= YOUR INSTRUCTIONS =
Reproduce word for word the part of the rosacea treatment abstract starting with "Methods Four female" and going on through "and after treatment.".
Segment Start: TEXT FOR ANALYSIS
Article Text

  1. M. Davis1,
  2. J. Shores1,
  3. A. Gabriel1,
  4. S. Gupta1
  1. 1Division of Plastic Surgery, Loma Linda University Medical Center, Loma Linda, CA.


Background Rosacea is a chronic cutaneous disease that primarily affects the facial convexities and is characterized by signs and symptoms such as flushing, persistent erythema, and telangiectasias. Although there are many methods of treating rosacea ranging from topical and oral agents to a variety of light-based therapies, there is no cure. Here we report our experience with a novel method of treatment. We used photodynamic therapy with topical 5-aminolevulinic acid (ALA) as a sensitizer and intense pulsed light (IPL) activation.

Methods Four female patients with rosacea were included in this study. All patients were started on a hydroquinone and retinol-based skin priming system at least 8 weeks prior to treatment to produce preprocedure sensitization. After incubation with ALA for 45 minutes to 1 hour, patients were treated with IPL at a fluence of 38 J/cm2 for a number of pulses that varied depending on the size of the treatment area. The change in erythema was determined by using standard image-editing software to compare CIE L*a*b* values in pre- and postprocedure digital images. We specifically used the Δa* value to assess erythema by calculating the difference in a* between average values for rosacea-involved areas and average values for adjacent skin in uninvolved sites before and after treatment.

Results Upon follow-up, there was a statistically significant reduction in erythema in all patients after the first or second treatment. All patients reported only minor discomfort during the procedure, and no subsequent adverse effects were seen.

Conclusion The high degree of efficacy and the relative absence of discomfort in treatment compared with other light-based therapies make ALA-PDT an attractive alternative. We believe this modality is an efficacious adjunct to standard first-line therapies and should be considered a possible alternative first-line therapy.
Segment End: TEXT FOR ANALYSIS
Segment Start: DATA EXTRACT
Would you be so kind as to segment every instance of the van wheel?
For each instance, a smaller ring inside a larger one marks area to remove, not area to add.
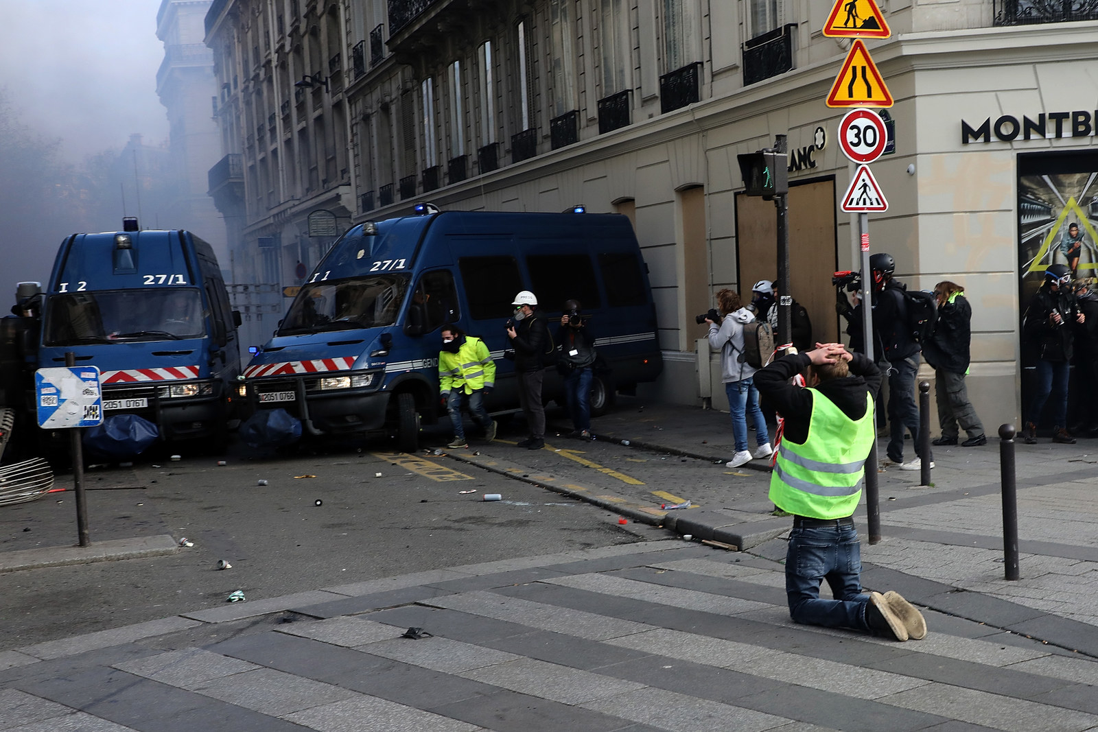
[[[595,374],[591,380],[591,416],[601,417],[614,406],[614,378],[609,374]]]
[[[401,452],[419,449],[419,413],[415,410],[415,397],[407,392],[396,395],[396,447]]]

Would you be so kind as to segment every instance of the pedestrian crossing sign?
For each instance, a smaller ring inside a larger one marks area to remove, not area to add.
[[[874,0],[836,0],[827,23],[824,23],[824,35],[832,38],[887,38],[892,36],[892,31]]]
[[[870,58],[861,38],[855,38],[847,53],[842,70],[827,95],[828,106],[892,106],[893,95]]]
[[[869,166],[858,166],[854,179],[850,181],[847,194],[842,196],[842,210],[848,213],[888,211],[888,201],[870,172]]]

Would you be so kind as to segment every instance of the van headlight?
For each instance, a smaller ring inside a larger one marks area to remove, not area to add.
[[[321,379],[321,390],[350,388],[350,376],[325,376]]]
[[[198,381],[189,384],[170,384],[158,386],[156,395],[160,398],[179,398],[188,396],[210,396],[213,394],[212,381]]]

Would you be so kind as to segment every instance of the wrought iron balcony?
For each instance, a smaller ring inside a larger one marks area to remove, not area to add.
[[[558,149],[580,142],[580,110],[564,112],[549,121],[549,146]]]
[[[366,74],[366,41],[359,41],[355,44],[355,47],[350,49],[350,65],[355,70],[355,77],[358,78]]]
[[[459,183],[463,181],[466,176],[466,169],[468,168],[469,156],[459,155],[456,158],[450,158],[449,164],[446,166],[446,180],[449,183]]]
[[[993,0],[996,25],[1037,25],[1098,20],[1098,0]]]
[[[511,161],[522,162],[538,154],[538,133],[534,127],[511,136]]]
[[[396,33],[438,0],[389,0],[389,32]]]
[[[442,166],[432,166],[423,171],[423,192],[434,191],[441,188],[439,178],[442,177]],[[403,196],[403,193],[401,194]]]
[[[660,77],[660,114],[693,104],[701,99],[702,61],[694,61],[681,69]]]
[[[793,70],[797,25],[789,23],[743,44],[743,86]]]
[[[629,90],[598,100],[598,134],[604,135],[632,123],[629,115]]]
[[[377,66],[385,57],[385,25],[379,23],[378,27],[370,31],[370,66]]]
[[[492,172],[500,167],[500,145],[492,143],[477,150],[477,166],[482,173]]]

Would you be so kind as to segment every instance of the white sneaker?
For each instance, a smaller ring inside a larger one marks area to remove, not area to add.
[[[930,461],[930,466],[934,466],[934,461]],[[900,470],[922,470],[922,461],[919,458],[911,458],[910,461],[899,464]]]
[[[770,447],[770,442],[765,444],[760,444],[758,448],[751,451],[751,458],[754,460],[762,460],[763,458],[769,458],[774,454],[774,449]]]
[[[739,468],[740,465],[747,465],[749,462],[751,462],[751,453],[747,450],[741,450],[725,464],[729,468]]]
Segment End: DATA EXTRACT
= RESULT FOR THIS EXERCISE =
Methods Four female patients with rosacea were included in this study. All patients were started on a hydroquinone and retinol-based skin priming system at least 8 weeks prior to treatment to produce preprocedure sensitization. After incubation with ALA for 45 minutes to 1 hour, patients were treated with IPL at a fluence of 38 J/cm2 for a number of pulses that varied depending on the size of the treatment area. The change in erythema was determined by using standard image-editing software to compare CIE L*a*b* values in pre- and postprocedure digital images. We specifically used the Δa* value to assess erythema by calculating the difference in a* between average values for rosacea-involved areas and average values for adjacent skin in uninvolved sites before and after treatment.